**TO BE DONE:**
Return every one of the items below word for word, with nothing altered.

**SUPPLIED INFORMATION:**

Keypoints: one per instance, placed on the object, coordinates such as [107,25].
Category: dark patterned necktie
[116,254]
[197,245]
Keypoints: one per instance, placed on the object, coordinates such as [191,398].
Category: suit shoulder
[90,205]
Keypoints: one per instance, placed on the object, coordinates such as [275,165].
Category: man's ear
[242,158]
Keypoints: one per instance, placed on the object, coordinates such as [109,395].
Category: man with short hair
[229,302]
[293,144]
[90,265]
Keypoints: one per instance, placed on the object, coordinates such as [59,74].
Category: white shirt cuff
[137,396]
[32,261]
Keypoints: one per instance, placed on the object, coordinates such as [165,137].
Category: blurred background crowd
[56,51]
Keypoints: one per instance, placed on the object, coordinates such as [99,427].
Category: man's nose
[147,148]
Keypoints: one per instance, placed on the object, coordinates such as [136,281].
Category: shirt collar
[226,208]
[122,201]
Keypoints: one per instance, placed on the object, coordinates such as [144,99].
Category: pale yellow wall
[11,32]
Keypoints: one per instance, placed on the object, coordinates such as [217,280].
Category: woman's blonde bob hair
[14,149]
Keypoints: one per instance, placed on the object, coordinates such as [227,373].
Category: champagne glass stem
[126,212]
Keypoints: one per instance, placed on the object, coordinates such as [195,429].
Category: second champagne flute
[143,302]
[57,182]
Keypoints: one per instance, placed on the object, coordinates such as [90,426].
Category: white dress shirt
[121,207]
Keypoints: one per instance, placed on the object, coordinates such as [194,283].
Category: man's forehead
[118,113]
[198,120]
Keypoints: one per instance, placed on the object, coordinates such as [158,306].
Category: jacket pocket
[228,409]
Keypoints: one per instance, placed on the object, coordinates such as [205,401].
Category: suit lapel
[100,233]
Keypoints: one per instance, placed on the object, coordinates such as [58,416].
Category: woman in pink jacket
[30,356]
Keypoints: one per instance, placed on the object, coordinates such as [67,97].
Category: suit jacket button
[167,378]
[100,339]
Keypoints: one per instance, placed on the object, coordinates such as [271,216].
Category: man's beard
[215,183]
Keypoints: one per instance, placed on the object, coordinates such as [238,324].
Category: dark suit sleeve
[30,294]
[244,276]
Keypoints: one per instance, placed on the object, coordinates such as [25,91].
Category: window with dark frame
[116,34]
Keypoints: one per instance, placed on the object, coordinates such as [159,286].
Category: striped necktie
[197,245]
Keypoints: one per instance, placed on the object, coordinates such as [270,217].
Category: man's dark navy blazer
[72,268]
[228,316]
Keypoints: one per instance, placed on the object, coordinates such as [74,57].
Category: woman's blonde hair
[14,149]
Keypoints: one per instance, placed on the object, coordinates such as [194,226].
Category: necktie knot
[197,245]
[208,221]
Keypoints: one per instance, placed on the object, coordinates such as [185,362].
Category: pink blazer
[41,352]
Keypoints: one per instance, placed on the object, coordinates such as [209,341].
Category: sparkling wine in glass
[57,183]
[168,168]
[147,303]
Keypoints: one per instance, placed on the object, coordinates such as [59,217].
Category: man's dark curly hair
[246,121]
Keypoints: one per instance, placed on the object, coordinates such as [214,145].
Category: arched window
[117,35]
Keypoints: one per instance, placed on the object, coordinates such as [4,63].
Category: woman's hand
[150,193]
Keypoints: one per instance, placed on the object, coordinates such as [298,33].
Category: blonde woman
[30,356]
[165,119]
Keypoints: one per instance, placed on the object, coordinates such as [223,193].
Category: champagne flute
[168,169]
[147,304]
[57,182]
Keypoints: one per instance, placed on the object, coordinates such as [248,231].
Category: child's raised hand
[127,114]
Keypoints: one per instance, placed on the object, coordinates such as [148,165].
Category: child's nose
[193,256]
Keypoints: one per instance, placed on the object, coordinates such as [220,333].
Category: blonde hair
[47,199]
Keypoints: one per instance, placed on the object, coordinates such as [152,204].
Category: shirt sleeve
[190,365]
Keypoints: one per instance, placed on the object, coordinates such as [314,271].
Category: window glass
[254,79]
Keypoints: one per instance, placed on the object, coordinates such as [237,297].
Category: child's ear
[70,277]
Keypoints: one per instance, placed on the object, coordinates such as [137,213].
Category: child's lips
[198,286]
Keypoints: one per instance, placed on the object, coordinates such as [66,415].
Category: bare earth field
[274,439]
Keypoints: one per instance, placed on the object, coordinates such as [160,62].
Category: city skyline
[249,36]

**SOLVED PROBLEM:**
Keypoints: one per instance, placed on the object, coordinates such as [107,25].
Category: dark patterned necktie
[116,254]
[197,245]
Keypoints: one per instance, placed on the object, coordinates such as [191,398].
Category: suit shoulder
[90,205]
Keypoints: one per instance, placed on the object, coordinates such as [275,165].
Category: man's ear
[242,158]
Keypoints: one per instance, placed on the object, coordinates such as [109,395].
Category: man with short hair
[229,302]
[293,144]
[90,265]
Keypoints: one per instance, placed on the object, coordinates such as [59,74].
Category: white shirt cuff
[137,396]
[32,261]
Keypoints: one per instance, placed on the object, coordinates such as [165,137].
Category: blurred background crowd
[56,51]
Keypoints: one per instance, placed on the object, coordinates such as [99,427].
Category: man's nose
[147,148]
Keypoints: one per instance, placed on the object, coordinates such as [136,281].
Category: shirt collar
[226,208]
[122,201]
Keypoints: one per instance, placed on the object, coordinates such as [144,99].
Category: pale yellow wall
[11,32]
Keypoints: one per instance, placed on the object, coordinates such as [217,280].
Category: woman's blonde bob hair
[14,149]
Keypoints: one per instance, placed on the object, coordinates such as [227,373].
Category: champagne glass stem
[126,212]
Keypoints: one per instance, placed on the object, coordinates such as [195,429].
Category: second champagne flute
[143,302]
[57,182]
Keypoints: one per instance, placed on the object, coordinates such as [90,426].
Category: white dress shirt
[121,207]
Keypoints: one per instance, placed on the object, coordinates such as [194,283].
Category: man's forehead
[118,113]
[198,120]
Keypoints: one per instance, placed on the object, coordinates such as [158,306].
Category: jacket pocket
[228,409]
Keypoints: one per instance, placed on the object, coordinates such as [205,401].
Category: suit lapel
[100,233]
Keypoints: one per instance, placed on the object, coordinates such as [58,416].
Category: woman in pink jacket
[30,356]
Keypoints: one per instance, placed on the object, coordinates such as [67,97].
Category: suit jacket button
[167,378]
[100,339]
Keypoints: one per instance, placed on the object, coordinates such as [271,216].
Category: man's beard
[215,183]
Keypoints: one per instance, placed on the object, coordinates such as [238,324].
Category: dark suit sleeve
[30,294]
[244,276]
Keypoints: one per instance, placed on the object, coordinates such as [25,91].
Category: window with dark frame
[116,34]
Keypoints: one per instance, placed on the object, coordinates such as [159,286].
Category: striped necktie
[197,245]
Keypoints: one per instance, placed on the object, coordinates such as [270,217].
Category: man's dark navy blazer
[72,268]
[228,316]
Keypoints: one per instance, placed on the object, coordinates such as [74,57].
Category: woman's blonde hair
[14,149]
Keypoints: one per instance, placed on the object, coordinates such as [194,226].
Category: necktie knot
[197,245]
[208,221]
Keypoints: one per instance, placed on the object, coordinates such as [185,362].
Category: pink blazer
[41,352]
Keypoints: one per instance, placed on the object, coordinates such as [209,341].
Category: sparkling wine in glass
[57,183]
[168,168]
[147,303]
Keypoints: one per instance, placed on the object, coordinates such as [59,217].
Category: man's dark curly hair
[246,121]
Keypoints: one per instance, placed on the object, coordinates such as [214,145].
Category: arched window
[117,35]
Keypoints: one per instance, placed on the object, coordinates such as [4,63].
Category: woman's hand
[150,193]
Keypoints: one per instance, placed on the object, coordinates such as [298,33].
Category: blonde woman
[30,356]
[165,119]
Keypoints: one per instance, placed on the object, coordinates such as [223,193].
Category: champagne flute
[168,169]
[147,304]
[57,182]
Keypoints: one per instance, placed on the object, coordinates such as [248,231].
Category: child's raised hand
[127,114]
Keypoints: one per instance, placed on the object, coordinates such as [148,165].
Category: child's nose
[193,256]
Keypoints: one per instance, placed on the object, coordinates such as [220,333].
Category: blonde hair
[47,199]
Keypoints: one per instance, placed on the object, coordinates such as [152,204].
Category: shirt sleeve
[190,365]
Keypoints: one per instance, placed on the object, coordinates such as [314,271].
Category: window glass
[254,79]
Keypoints: one per instance, placed on the object, coordinates such as [237,297].
Category: child's ear
[70,277]
Keypoints: one per instance, placed on the object, coordinates such as [137,213].
Category: child's lips
[198,286]
Keypoints: one per instance, placed on the object, coordinates such as [66,415].
Category: bare earth field
[274,439]
Keypoints: one per instance, placed on the object, coordinates such as [160,62].
Category: city skyline
[249,36]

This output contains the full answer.